*TEXT PASSAGE:*

+---+

All of these kind of things don't really matter until you are trying to solve something that either has to - Run very fast - Contain lots and lots of data - Gets very big and complex (i.e. multiple queries hitting same tables simultaneously)

These are the kinds of things that DBAs should be helping with, so depends on if you are aiming to be a DBA or a programmer. None of the above have really hurt me yet, because I've not worked on db-intensive systems, but I've worked near a few, and the programmers on those end up knowing a lot about the internals, restrictions, and good features about the specific database they are using.

Best way to get knowledge like that (other than on the job) is to read the manuals or hang out with people that already know and ask them about it.

DaveC
A: 

Even something as simple as an auto-incrementing primary key can be very different in Oracle, mysql, and SQL Server.

Some other important differences:

  • SQL Server makes a distinction between clustering key and primary key; other database do not. This choice comes with major performance implications.

  • SQL Server allows the SET @Total = Total = @Total + Amount syntax for fast computations of things like running totals. mysql lets you use a user variable in a similar way (I think). In other databases you'd probably have to use a correlated subquery. Huge difference in performance.

  • SQL Server can generate "sequential GUIDs" with newsequentialid. I'm not sure which other databases have this feature, but as with the above two points, there are significant performance implications to using a traditional GUID as opposed to a sequential or comb.

  • Oracle's CONNECT BY is a very useful and pretty unique syntax. Common Table Expressions in SQL Server and mysql are similar but not exactly the same.

  • Support for ranking/ordering functions varies vastly across different databases. I'm constantly posting answers here invoking ROW_NUMBER. A lot of queries are much harder to write without this - but at the same time, abusing it can hurt performance.

  • XML support is all over the map. Most databases have reasonably good support for it now, but both syntax and semantics are completely different on every platform.

  • Date/time handling can be quite different. Oracle has several different date/time-related types, some including time zone information. In general, Oracle is way better than other databases at managing temporal data, and has several features that you will miss if you switch. Until recently, Microsoft didn't have the date and time types, just datetime, which was much harder to normalize.

  • Spatial types are different and/or nonexistent in different databases. mysql exposes an entire OpenGIS model; Microsoft's support is a bit more basic but still competent. Oracle has it, but it's a little hard to find information on, and it's some sort of optional add-on. I think DB2 is starting to get it, but support is still a little spotty.

+---+

*REQUIRED TASK 1:* In the database differences thread, take the passage between "Even something as" and "major performance implications.", inclusive, and reproduce it with "SQL Server" renamed to "Microsoft SQL Server".
*REQUIRED TASK 2:* In the database differences thread, what does SQL Server use to generate sequential GUIDs?
*REQUIRED TASK 3:* Using the database differences thread, explain why date/time handling in Microsoft's database was harder to normalize until recently.
Rely only on the database differences thread when answering.

(Excerpts from the segmentation records)
+---+

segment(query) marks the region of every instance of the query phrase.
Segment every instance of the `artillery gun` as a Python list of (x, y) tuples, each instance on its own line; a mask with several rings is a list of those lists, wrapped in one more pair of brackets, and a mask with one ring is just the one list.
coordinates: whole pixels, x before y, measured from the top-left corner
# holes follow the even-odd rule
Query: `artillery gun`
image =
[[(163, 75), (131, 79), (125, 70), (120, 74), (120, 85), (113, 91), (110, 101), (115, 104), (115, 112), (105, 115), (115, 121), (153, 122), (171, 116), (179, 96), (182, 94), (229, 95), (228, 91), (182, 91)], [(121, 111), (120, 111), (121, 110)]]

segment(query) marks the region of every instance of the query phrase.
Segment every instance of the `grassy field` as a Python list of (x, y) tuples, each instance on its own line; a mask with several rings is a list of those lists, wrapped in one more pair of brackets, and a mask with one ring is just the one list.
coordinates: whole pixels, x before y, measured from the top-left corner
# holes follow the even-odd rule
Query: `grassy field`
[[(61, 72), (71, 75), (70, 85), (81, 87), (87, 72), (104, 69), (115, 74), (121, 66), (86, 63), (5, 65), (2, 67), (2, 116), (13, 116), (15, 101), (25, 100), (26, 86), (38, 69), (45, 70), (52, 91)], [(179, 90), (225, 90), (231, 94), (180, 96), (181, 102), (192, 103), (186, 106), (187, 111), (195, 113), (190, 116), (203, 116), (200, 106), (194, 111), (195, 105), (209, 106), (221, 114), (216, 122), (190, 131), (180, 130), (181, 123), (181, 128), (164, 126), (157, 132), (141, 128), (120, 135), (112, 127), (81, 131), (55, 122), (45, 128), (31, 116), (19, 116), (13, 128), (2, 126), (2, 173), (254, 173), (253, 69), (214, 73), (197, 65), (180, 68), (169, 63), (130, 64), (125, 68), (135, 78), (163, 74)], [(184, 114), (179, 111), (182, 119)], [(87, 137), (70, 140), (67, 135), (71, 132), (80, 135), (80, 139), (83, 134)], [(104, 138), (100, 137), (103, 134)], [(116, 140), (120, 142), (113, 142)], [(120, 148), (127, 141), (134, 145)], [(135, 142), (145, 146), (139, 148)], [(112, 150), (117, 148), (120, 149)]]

+---+

*FULL SOLUTION 1:*
Even something as simple as an auto-incrementing primary key can be very different in Oracle, mysql, and Microsoft SQL Server.

Some other important differences:

  • Microsoft SQL Server makes a distinction between clustering key and primary key; other database do not. This choice comes with major performance implications.

*FULL SOLUTION 2:* SQL Server uses newsequentialid.

*FULL SOLUTION 3:* Until recently, Microsoft had no separate date and time types. It offered only datetime, and that made the data much harder to normalize.